* AIM:
Return every line of the material below unchanged, character for character.

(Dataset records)

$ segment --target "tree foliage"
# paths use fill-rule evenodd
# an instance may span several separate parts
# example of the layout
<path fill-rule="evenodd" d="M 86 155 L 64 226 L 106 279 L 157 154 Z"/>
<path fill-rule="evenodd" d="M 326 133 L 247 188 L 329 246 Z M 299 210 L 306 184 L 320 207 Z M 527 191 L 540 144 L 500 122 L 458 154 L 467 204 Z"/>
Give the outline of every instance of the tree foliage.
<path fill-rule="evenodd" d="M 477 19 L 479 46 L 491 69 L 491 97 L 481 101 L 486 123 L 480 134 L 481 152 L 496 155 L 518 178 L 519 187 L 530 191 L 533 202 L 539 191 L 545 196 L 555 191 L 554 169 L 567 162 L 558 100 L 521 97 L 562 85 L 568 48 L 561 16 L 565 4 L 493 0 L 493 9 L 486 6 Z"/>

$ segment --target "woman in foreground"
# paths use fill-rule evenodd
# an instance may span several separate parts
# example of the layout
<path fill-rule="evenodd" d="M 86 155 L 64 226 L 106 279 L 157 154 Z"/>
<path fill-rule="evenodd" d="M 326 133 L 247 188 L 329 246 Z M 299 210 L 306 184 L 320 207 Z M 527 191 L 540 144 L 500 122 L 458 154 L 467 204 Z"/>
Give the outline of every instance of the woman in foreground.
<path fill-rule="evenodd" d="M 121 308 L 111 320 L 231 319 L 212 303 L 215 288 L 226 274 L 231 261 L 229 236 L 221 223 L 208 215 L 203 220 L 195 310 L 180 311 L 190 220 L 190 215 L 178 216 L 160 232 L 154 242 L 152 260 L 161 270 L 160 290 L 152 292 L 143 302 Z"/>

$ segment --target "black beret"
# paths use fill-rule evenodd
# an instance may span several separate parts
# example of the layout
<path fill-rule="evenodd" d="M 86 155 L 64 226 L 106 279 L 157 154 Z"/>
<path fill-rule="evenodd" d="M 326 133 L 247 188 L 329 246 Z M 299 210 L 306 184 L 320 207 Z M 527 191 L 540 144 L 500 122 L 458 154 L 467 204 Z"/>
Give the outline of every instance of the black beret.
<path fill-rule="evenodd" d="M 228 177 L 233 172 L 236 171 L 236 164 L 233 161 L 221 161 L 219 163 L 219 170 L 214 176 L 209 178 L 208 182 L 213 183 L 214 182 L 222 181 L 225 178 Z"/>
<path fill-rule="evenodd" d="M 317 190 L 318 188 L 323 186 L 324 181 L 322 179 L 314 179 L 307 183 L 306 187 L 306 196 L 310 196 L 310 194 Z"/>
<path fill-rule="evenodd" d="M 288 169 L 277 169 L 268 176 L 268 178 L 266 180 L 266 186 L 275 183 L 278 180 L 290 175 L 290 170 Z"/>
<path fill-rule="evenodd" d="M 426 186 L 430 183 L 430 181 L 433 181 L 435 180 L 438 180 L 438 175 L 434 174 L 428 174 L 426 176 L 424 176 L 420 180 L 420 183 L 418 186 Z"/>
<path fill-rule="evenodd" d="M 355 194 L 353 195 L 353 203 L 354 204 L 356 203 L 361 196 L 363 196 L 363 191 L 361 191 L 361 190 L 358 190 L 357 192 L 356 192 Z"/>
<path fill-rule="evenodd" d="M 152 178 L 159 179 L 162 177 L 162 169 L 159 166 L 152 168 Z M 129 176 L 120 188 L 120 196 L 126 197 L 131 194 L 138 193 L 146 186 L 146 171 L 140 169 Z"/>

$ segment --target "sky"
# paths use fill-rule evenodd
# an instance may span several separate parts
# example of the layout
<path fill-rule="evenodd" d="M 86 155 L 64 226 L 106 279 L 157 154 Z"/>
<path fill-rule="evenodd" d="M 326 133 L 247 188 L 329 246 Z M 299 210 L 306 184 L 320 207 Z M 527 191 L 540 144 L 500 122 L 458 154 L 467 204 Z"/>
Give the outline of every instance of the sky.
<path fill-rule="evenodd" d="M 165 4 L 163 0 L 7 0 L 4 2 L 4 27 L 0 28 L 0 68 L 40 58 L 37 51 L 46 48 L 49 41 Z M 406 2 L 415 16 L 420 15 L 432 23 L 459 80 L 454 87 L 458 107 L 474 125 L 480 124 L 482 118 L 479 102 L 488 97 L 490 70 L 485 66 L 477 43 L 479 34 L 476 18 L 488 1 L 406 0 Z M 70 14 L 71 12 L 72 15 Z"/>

* CORRECT ANSWER:
$ segment --target "tree foliage"
# paths use fill-rule evenodd
# an instance may span several separate parts
# example of the layout
<path fill-rule="evenodd" d="M 86 155 L 64 226 L 106 279 L 157 154 Z"/>
<path fill-rule="evenodd" d="M 326 133 L 247 188 L 329 246 Z M 299 210 L 306 184 L 320 207 Z M 527 191 L 540 144 L 500 122 L 458 154 L 467 204 Z"/>
Give the outline of every instance of the tree foliage.
<path fill-rule="evenodd" d="M 477 19 L 479 46 L 491 69 L 491 97 L 481 101 L 486 123 L 480 134 L 481 152 L 496 155 L 518 178 L 519 187 L 530 191 L 533 202 L 539 191 L 545 196 L 555 191 L 554 169 L 567 162 L 558 100 L 521 97 L 562 85 L 568 48 L 561 16 L 565 4 L 493 0 L 493 9 L 486 6 Z"/>

$ segment --target "woman in foreground"
# paths use fill-rule evenodd
# an instance may span several separate parts
# example of the layout
<path fill-rule="evenodd" d="M 86 155 L 64 226 L 106 279 L 157 154 Z"/>
<path fill-rule="evenodd" d="M 326 133 L 247 188 L 329 246 Z M 299 210 L 306 184 L 320 207 Z M 527 191 L 540 144 L 500 122 L 458 154 L 467 204 Z"/>
Give the outline of every instance of the woman in foreground.
<path fill-rule="evenodd" d="M 121 308 L 111 320 L 231 319 L 212 303 L 215 288 L 226 274 L 231 261 L 229 236 L 221 223 L 208 215 L 203 220 L 195 310 L 180 311 L 190 220 L 190 215 L 178 216 L 160 232 L 154 242 L 152 260 L 161 270 L 160 290 L 152 292 L 143 302 Z"/>

$ segment --target "black beret"
# paths use fill-rule evenodd
# an instance may span several separate parts
# example of the layout
<path fill-rule="evenodd" d="M 86 155 L 64 226 L 106 279 L 157 154 Z"/>
<path fill-rule="evenodd" d="M 326 133 L 247 188 L 329 246 Z M 299 210 L 306 184 L 320 207 Z M 527 191 L 540 144 L 500 122 L 458 154 L 467 204 Z"/>
Give the outline of every instance of the black beret.
<path fill-rule="evenodd" d="M 228 177 L 233 172 L 236 171 L 236 164 L 233 161 L 221 161 L 219 163 L 219 170 L 214 176 L 209 178 L 208 182 L 213 183 L 214 182 L 222 181 L 225 178 Z"/>
<path fill-rule="evenodd" d="M 317 190 L 318 188 L 323 186 L 324 181 L 322 179 L 314 179 L 307 183 L 306 187 L 306 196 L 310 196 L 310 194 Z"/>
<path fill-rule="evenodd" d="M 288 169 L 277 169 L 268 176 L 268 178 L 266 180 L 266 186 L 275 183 L 278 180 L 290 175 L 290 170 Z"/>
<path fill-rule="evenodd" d="M 426 186 L 430 183 L 430 181 L 433 181 L 435 180 L 438 180 L 438 175 L 434 174 L 428 174 L 426 176 L 424 176 L 420 180 L 420 183 L 418 186 Z"/>
<path fill-rule="evenodd" d="M 355 194 L 353 195 L 353 203 L 354 204 L 356 203 L 361 196 L 363 196 L 363 191 L 361 191 L 361 190 L 358 190 L 357 192 L 356 192 Z"/>
<path fill-rule="evenodd" d="M 152 178 L 159 179 L 162 177 L 162 169 L 159 166 L 152 168 Z M 129 176 L 120 188 L 120 196 L 126 197 L 131 194 L 138 193 L 146 186 L 146 171 L 140 169 Z"/>

$ segment --target "sky"
# paths use fill-rule evenodd
# an instance may span several separate parts
# example of the layout
<path fill-rule="evenodd" d="M 86 155 L 64 226 L 106 279 L 157 154 Z"/>
<path fill-rule="evenodd" d="M 326 133 L 247 188 L 329 246 Z M 299 210 L 306 184 L 320 207 Z M 527 191 L 540 144 L 500 122 L 458 154 L 467 204 Z"/>
Give the outline of every instance of the sky.
<path fill-rule="evenodd" d="M 165 4 L 163 0 L 7 0 L 4 2 L 4 27 L 0 28 L 0 68 L 40 58 L 37 51 L 46 48 L 49 41 Z M 406 2 L 415 16 L 420 15 L 432 23 L 459 80 L 454 87 L 458 107 L 474 125 L 480 124 L 482 118 L 479 102 L 488 97 L 490 70 L 485 66 L 477 43 L 479 34 L 476 18 L 488 1 L 406 0 Z M 70 14 L 71 12 L 72 15 Z"/>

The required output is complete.